● **Problem description**
Answer these questions about the forum post below:
1. What location does the poster list?
2. Who is quoted as saying she would have preferred that he become an architect?
3. Which city is named as a place to parade around in a swastika T-shirt?

● **Reading text**
-- BEGIN --

View Single Post
Old 15-06-2006, 18:51   #1
freddie freddie is offline
Sad Little Monkey
 
freddie's Avatar
 
Join Date: Jan 2003
Location: Slovenia
Age: 43
Gender: Male
Posts: 4,736

Send a message via AIM to freddie Send a message via MSN to freddie Send a message via Yahoo to freddie
Germans and their attitudes towards Nazi symbolism

"I would have preferred it if he'd followed his original ambition and become an architect." — Paula Hitler, Hitler's younger sister, during an interview with a U.S. intelligence operative in late 1945.

You know… I really don’t understand Germans. Their attitude these days is like none of the two World Wars ever happened. It is illegal in post-WW2 Germany to mention or paraphrase anything remotely relative to Nazi symbolism. I don’t mean just obvious stuff like wearing an idiosyncratic swastika T-shirt while parading around downtown Frankfurt chanting “Sieg Heil!” Even ambiguous stuff like discussing 3rd Reich ideologies in a local pub might as well land you in prison. Why this mindless ultra-sensitivity towards the subject in general? It’s not something that could EVER be elegantly swept under a rug for all eternity. Yes, it happened. Yes, it was bloody and inhumane. Yes it showed the worst conceivable part of the human psyche imaginable.

Nazis have been regarded in most of the world as synonymous with evil. Condemned by all and none so with more zeal then Germans themselves. Conveniently forgetting or rather dismissing the fact most adult Germans living today had Nazi-flag-waving fathers and grandfathers, seeing Adolf Hitler as a deity of Germanic pride who’ll save them from the pitfalls of Semitic conspiracy. It doesn’t take much to turn a nation into a bunch of blood thirsty mass-murderers and convince them Jews are in fact natural enemies of the so called “Aryan race”. If anything this was the ultimate lesson to be drawn from those grotesque 5 years.

-- END --

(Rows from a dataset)
-- BEGIN --

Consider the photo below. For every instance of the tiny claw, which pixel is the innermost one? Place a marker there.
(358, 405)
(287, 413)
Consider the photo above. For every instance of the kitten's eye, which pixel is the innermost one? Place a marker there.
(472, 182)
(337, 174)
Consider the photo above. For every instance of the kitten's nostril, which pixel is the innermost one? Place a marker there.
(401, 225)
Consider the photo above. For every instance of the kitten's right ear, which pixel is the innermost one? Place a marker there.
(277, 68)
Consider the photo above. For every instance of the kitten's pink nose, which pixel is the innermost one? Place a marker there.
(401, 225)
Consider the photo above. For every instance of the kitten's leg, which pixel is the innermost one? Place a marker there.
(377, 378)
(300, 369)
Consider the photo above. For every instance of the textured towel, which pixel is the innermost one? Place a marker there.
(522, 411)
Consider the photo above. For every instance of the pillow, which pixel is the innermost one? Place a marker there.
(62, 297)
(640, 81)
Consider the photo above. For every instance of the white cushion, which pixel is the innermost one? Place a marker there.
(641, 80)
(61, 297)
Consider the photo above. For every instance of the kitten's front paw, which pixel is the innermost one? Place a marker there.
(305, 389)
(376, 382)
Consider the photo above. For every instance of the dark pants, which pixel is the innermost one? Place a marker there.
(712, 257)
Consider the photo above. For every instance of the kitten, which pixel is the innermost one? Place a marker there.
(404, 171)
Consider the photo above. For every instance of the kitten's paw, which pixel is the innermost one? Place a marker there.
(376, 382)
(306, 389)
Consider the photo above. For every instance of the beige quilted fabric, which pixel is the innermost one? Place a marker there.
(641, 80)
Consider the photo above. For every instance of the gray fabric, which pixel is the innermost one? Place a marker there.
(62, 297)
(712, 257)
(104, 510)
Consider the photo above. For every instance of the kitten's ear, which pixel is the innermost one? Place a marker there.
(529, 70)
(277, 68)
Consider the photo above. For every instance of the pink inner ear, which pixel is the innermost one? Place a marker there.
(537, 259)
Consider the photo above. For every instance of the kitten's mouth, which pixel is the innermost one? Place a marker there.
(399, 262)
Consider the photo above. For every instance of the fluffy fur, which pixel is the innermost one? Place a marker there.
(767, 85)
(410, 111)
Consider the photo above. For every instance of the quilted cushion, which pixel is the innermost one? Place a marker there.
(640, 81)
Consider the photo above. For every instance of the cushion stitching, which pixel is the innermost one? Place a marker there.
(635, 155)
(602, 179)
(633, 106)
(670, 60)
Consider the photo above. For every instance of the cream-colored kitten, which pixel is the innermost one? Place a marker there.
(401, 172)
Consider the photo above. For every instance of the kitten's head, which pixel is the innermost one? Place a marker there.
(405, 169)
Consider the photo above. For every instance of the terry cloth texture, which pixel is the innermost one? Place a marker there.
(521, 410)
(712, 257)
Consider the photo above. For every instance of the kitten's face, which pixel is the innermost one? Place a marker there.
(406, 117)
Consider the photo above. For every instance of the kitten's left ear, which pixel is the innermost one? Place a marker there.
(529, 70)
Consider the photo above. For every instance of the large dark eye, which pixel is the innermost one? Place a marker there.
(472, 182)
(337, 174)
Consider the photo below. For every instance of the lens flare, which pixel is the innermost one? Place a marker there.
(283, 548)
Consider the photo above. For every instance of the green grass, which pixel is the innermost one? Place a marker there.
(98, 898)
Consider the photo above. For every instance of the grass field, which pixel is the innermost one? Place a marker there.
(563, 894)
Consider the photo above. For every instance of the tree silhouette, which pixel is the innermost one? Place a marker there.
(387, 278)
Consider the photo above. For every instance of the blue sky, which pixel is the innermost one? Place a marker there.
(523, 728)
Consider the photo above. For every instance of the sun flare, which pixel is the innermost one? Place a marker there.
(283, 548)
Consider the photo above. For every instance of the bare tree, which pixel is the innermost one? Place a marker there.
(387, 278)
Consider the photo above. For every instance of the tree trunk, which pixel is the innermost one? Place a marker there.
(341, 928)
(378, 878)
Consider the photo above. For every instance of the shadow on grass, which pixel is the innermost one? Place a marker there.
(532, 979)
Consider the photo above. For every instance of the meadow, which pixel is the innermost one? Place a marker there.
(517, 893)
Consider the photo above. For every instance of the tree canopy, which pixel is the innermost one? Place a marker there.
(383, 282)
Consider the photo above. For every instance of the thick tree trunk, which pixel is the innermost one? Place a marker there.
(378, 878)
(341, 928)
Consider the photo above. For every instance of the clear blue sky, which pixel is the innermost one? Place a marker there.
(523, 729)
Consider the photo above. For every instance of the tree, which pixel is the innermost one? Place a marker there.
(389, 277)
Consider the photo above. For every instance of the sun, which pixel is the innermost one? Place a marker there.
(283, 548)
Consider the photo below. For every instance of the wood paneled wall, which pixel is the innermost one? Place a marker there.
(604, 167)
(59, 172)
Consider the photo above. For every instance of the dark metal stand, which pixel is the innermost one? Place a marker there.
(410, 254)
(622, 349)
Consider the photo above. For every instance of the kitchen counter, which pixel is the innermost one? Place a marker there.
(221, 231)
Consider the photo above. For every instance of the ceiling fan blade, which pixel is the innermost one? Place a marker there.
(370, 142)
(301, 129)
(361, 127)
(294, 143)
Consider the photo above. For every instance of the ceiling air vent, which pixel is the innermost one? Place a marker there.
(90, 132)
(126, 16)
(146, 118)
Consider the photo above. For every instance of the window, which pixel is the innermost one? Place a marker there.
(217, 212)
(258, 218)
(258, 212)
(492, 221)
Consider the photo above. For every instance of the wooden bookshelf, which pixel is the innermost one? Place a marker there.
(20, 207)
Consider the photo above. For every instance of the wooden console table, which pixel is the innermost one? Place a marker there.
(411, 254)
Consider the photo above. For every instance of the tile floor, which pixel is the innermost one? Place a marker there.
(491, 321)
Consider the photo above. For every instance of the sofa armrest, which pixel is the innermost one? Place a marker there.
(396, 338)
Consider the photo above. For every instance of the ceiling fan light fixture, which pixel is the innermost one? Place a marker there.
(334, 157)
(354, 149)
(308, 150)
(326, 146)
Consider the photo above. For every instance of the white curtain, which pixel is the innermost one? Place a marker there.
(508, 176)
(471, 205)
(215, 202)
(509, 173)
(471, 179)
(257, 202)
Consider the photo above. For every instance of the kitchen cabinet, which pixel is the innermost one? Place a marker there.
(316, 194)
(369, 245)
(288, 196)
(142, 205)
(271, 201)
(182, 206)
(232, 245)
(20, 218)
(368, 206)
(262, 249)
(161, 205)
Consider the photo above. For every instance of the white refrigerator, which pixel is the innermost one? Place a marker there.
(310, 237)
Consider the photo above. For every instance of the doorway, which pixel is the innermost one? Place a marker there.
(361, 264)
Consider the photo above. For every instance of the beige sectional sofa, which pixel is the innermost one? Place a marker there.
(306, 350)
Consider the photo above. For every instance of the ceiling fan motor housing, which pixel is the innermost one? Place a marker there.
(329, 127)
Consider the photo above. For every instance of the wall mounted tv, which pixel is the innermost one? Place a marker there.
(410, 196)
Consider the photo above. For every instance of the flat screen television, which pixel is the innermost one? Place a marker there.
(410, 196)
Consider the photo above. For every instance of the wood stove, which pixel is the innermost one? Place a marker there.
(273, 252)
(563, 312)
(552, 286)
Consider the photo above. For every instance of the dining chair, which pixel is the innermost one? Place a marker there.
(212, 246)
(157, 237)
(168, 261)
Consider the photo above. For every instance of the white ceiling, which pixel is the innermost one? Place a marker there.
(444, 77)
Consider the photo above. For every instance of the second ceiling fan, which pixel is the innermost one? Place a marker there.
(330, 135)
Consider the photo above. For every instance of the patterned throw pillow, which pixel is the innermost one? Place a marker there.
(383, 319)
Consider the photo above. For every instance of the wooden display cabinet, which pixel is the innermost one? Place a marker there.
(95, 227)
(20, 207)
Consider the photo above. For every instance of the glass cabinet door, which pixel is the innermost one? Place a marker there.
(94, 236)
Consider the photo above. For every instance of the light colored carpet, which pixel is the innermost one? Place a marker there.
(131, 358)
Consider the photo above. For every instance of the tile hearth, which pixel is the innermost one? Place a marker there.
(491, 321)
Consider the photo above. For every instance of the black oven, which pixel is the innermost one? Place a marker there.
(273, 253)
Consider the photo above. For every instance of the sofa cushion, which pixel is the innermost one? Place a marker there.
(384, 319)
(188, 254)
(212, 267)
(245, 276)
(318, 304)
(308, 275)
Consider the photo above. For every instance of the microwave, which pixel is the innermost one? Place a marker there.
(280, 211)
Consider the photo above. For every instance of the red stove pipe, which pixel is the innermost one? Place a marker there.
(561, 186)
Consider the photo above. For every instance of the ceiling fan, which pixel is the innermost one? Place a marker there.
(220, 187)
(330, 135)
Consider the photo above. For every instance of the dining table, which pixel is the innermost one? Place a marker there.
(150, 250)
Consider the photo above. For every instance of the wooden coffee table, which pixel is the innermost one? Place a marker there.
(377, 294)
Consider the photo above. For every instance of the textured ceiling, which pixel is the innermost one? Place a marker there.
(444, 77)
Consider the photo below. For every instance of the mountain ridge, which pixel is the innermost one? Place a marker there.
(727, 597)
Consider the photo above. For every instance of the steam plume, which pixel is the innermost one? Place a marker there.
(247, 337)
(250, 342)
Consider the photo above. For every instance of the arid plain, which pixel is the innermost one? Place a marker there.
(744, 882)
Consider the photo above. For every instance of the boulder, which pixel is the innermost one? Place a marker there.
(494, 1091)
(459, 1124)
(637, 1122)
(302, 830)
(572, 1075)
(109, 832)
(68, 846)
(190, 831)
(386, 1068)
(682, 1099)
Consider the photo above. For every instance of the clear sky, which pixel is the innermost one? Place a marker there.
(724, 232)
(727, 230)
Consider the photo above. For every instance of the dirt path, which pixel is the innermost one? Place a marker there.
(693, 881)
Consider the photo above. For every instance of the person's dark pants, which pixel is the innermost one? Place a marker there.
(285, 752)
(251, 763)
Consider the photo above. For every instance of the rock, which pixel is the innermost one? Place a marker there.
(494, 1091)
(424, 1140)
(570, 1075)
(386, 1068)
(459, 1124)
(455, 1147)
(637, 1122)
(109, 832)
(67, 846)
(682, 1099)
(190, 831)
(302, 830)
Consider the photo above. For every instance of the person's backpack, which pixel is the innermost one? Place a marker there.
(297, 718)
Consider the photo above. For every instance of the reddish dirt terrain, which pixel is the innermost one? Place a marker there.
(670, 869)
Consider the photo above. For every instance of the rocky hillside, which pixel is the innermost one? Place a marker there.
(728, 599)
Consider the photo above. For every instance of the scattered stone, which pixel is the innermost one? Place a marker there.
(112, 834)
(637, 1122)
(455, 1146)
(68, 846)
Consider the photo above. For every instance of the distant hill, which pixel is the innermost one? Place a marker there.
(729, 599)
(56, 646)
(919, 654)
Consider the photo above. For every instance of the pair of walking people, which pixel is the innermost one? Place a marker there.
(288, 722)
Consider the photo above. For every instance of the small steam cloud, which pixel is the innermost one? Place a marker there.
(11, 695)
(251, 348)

-- END --

● **Exercise output**
1. Slovenia
2. Paula Hitler, Hitler's younger sister
3. Frankfurt